Критический обзор. Реквием по всадникам

.

#школа_сонета_критические_обзоры_2025


*** (автор: Юрий Маракулин)

Мильоны – вас. Нас – меньше с каждым днем.
Все правильно, хоть жизнь несправедлива.
Да, скуфы мы. А раньше были скифы,
И верили, что старое сметем!
 
Вот – рухнул мир. Тогда мы были в нем.
Наш бледный конь звенел железной гривой!..
Он нас унес от жуткого обрыва,
А нынче мы коня передаем
 
Идущим следом: тем, кто нам не верит.
У них свои победы и потери,
Свои дороги в глубине степей...
 
И, как жнецов своих встречает нива,
Так скуф встречает будущего скифа,
И дарит меч, и говорит: «убей»!


РЕКВИЕМ ПО ВСАДНИКАМ: сонет Юрия Маракулина в контексте русского апокалипсиса


Будучи погруженным в контекст современной русской поэзии, которая, преодолевая искушение маргинальности и тотальной иронии, пытается обрести новый язык для высказывания о травматическом историческом опыте, мы не можем не признать сонет Юрия Маракулина текстом-аномалией, т.к. он, отбрасывая постмодернистскую игровую условность, совершает дерзкий и тотальный возврат к архетипическим, мифологическим и собственно трагическим основаниям бытия, выстраивая сложнейшую систему аллюзий – от осевого времени Осипа Мандельштама и Александра Блока до вневременного архетипа всадника на бледном коне, предпринимая попытку исследовать не столько историю как последовательность событий, сколько метафизику истории как роковой цикл, в котором воля к жизни и воля к смерти оказываются неразделимы. С формальной точки зрения, перед нами – классический сонет, чья четырнадцатистрочная структура, организованная по схеме aBBa aBBa CCd EEd, с отчетливым членением на катрены и завершающие терцеты, служит не данью традиции, а становится идеальным сосудом для содержательного напряжения между дисциплиной формы и хаосом исторического содержания, между строгим ритмом пятистопного ямба, звучно отбивающего шаг уходящих поколений, и сбивчивым, почти прозаическим синтаксисом, передающим дыхание исповеди.

Первый катрен, чья мощь заключена в его гамлетовской афористичности («Мильоны – вас. Нас – меньше с каждым днем»), немедленно устанавливает центральный конфликт – конфликт квантового, безликого множества («вас») и исчезающего, но качественно иного меньшинства («нас»), конфликт, который, будучи лишенным прямых оценочных суждений, тем не менее обретает экзистенциальную глубину в признании фатальной несправедливости жизни, что придает всей конструкции характер не жалобы, а стоического приятия собственной обреченности, усиливаемого семантическим и фонетическим скатом от гордого этнонима «скифы» к уничижительному, почти плебейскому «скуфы», который, однако, лишается своего уничижительного смысла, возводясь в ранг знака избранничества.

_Листинг_
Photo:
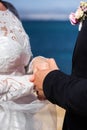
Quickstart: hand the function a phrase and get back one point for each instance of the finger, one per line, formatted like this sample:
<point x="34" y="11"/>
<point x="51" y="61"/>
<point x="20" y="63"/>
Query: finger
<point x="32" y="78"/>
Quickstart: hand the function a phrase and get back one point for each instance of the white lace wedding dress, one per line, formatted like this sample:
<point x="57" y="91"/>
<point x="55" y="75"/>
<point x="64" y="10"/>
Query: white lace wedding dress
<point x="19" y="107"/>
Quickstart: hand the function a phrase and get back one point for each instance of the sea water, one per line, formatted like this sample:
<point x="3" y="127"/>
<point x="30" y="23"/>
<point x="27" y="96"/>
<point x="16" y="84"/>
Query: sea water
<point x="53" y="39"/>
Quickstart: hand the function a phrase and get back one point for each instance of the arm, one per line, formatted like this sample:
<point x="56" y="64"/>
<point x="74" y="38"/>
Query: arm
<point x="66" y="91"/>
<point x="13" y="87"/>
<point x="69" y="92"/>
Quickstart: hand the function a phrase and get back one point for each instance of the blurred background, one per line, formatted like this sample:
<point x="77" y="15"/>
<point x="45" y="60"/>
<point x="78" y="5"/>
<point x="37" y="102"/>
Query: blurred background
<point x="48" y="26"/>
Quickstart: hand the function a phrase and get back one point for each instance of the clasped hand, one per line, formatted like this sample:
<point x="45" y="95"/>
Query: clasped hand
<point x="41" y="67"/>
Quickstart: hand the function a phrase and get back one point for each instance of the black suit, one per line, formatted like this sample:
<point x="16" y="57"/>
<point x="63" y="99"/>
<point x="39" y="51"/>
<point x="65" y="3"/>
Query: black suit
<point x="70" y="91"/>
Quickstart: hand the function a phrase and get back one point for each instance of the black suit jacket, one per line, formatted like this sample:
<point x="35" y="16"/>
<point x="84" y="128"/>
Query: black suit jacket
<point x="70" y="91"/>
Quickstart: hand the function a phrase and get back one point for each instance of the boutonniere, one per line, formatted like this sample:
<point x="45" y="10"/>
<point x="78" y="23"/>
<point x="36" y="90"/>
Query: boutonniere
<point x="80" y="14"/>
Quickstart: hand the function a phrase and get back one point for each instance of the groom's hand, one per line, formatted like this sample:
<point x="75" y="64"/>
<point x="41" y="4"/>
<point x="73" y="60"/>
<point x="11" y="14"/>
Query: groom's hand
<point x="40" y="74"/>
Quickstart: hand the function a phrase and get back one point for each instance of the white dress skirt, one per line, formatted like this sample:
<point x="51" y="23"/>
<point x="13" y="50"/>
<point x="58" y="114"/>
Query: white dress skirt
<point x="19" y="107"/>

* * *

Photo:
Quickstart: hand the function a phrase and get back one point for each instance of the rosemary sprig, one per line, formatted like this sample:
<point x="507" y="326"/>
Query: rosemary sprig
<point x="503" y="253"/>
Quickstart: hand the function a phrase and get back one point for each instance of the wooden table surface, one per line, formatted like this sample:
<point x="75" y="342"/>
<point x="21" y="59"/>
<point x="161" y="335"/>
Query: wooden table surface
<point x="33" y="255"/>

...

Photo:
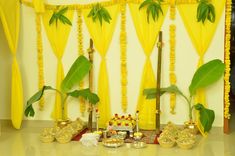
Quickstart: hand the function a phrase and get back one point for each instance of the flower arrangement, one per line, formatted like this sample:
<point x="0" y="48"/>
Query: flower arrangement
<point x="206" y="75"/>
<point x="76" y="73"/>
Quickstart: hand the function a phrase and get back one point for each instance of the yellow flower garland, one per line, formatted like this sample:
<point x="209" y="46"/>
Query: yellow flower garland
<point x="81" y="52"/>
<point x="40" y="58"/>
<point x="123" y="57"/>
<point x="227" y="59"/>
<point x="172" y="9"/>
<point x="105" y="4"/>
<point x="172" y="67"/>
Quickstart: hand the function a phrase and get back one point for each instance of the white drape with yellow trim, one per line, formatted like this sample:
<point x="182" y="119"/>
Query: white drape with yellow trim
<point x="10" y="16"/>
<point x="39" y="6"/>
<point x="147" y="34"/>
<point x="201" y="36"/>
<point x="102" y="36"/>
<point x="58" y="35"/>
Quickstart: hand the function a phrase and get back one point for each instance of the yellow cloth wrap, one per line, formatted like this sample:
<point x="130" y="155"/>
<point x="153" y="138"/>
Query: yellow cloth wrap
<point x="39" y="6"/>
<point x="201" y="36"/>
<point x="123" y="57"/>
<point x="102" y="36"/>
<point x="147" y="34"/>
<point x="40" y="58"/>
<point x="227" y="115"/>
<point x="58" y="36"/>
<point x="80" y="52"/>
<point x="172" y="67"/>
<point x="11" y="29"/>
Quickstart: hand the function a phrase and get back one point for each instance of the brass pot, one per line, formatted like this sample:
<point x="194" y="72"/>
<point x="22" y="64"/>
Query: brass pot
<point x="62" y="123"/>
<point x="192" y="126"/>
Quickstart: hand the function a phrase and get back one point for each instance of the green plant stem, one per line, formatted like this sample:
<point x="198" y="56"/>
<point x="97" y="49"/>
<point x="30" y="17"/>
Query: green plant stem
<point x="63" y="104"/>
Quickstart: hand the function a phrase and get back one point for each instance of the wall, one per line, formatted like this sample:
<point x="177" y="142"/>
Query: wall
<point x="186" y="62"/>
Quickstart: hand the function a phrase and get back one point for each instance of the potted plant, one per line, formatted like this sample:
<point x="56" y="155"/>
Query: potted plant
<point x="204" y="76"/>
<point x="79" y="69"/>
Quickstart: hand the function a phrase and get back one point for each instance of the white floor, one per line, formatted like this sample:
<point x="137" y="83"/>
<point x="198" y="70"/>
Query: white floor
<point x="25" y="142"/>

_Задания_
**a.** Объясните в одном–трех предложениях, почему в критическом обзоре сонет Маракулина назван текстом-аномалией.
**b.** Продолжите критический обзор сонета Маракулина, начав сразу после его последнего предложения.
Листинг для работы не понадобится.

_Ответы по порядку_
**a.** Сонет назван текстом-аномалией, потому что он отбрасывает постмодернистскую игровую условность и совершает дерзкий и тотальный возврат к архетипическим, мифологическим и собственно трагическим основаниям бытия. При этом он выстраивает систему аллюзий от Мандельштама и Блока до архетипа всадника на бледном коне.

**b.**
Развивая эту мысль во втором катрене, который, нарушая нарративную ожидаемость, отказывается от описания героического «сметения» старого и являет нам образ уже свершившегося коллапса – «рухнул мир», – поэт совершает гениальный поворот к архетипическому апокалиптическому символу, каковым является «бледный конь», чья звенящая «железная грива» отсылает нас к самой сердцевине Откровения Иоанна Богослова («И вот, конь бледный, и на нем всадник, которому имя „смерть“; и ад следовал за ним»), тем самым мгновенно и навсегда вписывая лирического субъекта и его поколение не в частный исторический конфликт, а в пространство вечной эсхатологической драмы, где они предстают не пассивными жертвами обстоятельств, а роковыми участниками, чьим парадоксальным спасителем и указующим перстом судьбы оказывается сам вестник гибели, что создает неразрешимую антиномию: конь-смерть есть одновременно конь-спасение, уносящий прочь «от жуткого обрыва», под которым, по-видимому, подразумевается тотальная гибель духа, метафизическое забвение в безысходной рутине «правильного» и окончательно устроенного мира.

Кульминация же и разрешение этого напряжения, подготавливаемые вольтой между вторым катреном и терцетами, наступают в финале, когда акт передачи коня «идущим следом» – тем, «кто нам не верит», – обретает характер и преемственности, и мистического ритуала, жертвоприношения и благословения на убийство, в котором нива, встречающая жнецов (еще один библейский образ конца времен), и скуф, встречающий «будущего скифа», складываются в единую метафору исторической жатвы, циклического времени, в котором новое варварство приходит на смену старому, чтобы очистить его одряхлевшую культуру огнем и мечом.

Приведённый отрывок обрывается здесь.